HOW TO COMPLETE THIS TASK: Which lines in the records below include the word "then"? Report each of them in full.

EXTRACTED DATA:

□ □ □

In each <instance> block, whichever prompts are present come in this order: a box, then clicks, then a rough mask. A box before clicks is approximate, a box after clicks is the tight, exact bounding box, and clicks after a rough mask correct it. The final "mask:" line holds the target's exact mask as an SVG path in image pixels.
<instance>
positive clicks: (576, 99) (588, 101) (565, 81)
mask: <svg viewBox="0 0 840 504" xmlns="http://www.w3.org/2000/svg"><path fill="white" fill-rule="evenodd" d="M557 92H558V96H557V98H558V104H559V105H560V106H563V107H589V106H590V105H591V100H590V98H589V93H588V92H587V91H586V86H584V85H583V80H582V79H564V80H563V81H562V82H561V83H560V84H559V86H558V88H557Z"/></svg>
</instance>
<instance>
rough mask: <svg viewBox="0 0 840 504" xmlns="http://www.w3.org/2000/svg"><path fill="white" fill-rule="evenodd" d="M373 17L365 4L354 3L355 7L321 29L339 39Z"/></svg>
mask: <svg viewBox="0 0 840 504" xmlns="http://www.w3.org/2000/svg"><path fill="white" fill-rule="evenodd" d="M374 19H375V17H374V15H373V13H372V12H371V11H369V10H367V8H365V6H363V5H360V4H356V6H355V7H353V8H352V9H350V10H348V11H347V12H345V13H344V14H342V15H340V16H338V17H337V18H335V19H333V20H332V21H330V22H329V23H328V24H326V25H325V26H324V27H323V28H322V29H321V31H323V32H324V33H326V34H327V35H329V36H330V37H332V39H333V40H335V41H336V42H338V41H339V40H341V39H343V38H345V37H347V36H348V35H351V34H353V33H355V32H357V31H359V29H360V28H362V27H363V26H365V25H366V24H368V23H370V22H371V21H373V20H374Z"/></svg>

□ □ □

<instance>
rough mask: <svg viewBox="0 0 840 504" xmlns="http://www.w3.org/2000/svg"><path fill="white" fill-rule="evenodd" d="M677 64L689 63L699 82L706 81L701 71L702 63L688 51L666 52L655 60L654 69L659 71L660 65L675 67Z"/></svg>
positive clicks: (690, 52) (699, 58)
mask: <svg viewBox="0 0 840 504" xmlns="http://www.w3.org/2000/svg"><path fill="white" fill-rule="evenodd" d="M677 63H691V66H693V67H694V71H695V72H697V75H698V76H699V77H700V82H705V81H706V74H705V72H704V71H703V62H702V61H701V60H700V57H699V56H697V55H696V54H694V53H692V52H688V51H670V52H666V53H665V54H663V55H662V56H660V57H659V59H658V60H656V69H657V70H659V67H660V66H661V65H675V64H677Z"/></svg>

□ □ □

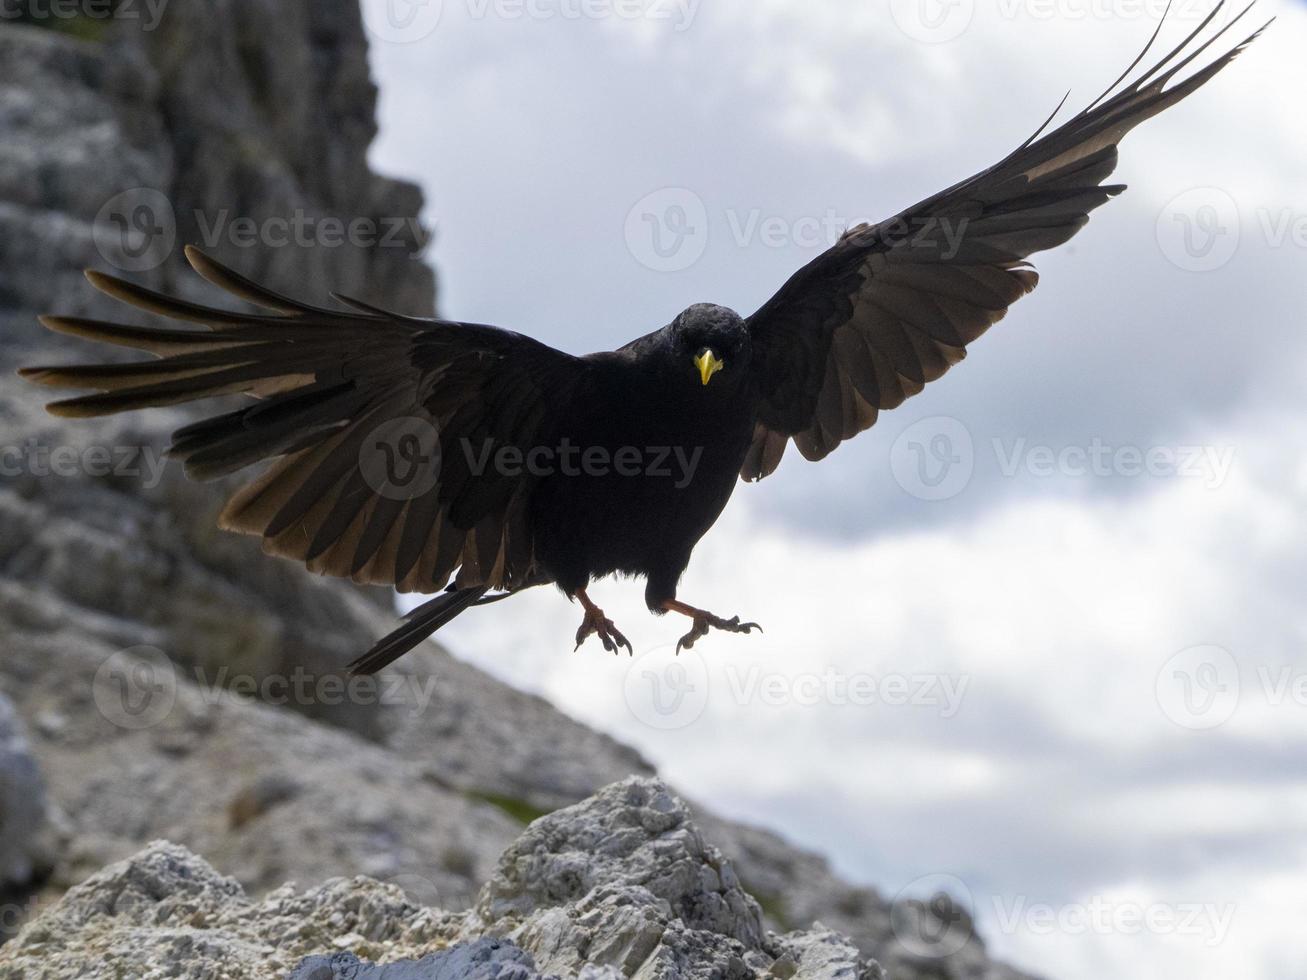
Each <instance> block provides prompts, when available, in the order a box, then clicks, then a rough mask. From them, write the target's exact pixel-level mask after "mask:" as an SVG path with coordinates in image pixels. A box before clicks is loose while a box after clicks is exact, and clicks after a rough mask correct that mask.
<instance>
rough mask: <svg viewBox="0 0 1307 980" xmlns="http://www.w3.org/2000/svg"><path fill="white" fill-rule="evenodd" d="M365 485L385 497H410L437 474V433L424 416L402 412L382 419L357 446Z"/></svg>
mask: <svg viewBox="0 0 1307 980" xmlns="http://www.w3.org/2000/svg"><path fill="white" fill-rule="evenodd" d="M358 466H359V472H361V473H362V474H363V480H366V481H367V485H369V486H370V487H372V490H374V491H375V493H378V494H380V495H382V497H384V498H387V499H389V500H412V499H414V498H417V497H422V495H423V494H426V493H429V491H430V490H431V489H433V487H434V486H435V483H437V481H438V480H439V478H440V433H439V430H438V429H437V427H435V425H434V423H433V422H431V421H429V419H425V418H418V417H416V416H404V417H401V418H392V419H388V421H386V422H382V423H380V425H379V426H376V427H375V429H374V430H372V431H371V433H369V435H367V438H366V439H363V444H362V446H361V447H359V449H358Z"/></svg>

□ □ □

ANSWER SECTION:
In each <instance> block, whichever prompts are present come in this order: a box, then clicks, then a rough mask. A box before clicks is approximate, a box after clicks is the tight, exact bounding box, and clicks after a rough mask correct it. The final "mask:" line holds the target's exact mask as an SVG path in image pixels.
Each <instance> block provides prompts, when available, in the order a box, then clicks, then a rough mask. From them, write the target's exact pixel-level mask after "mask:" as an SVG path with coordinates in image pixels. A box before clicks is loose while a box after clicks is exact, and clicks after a rough mask correct that mask.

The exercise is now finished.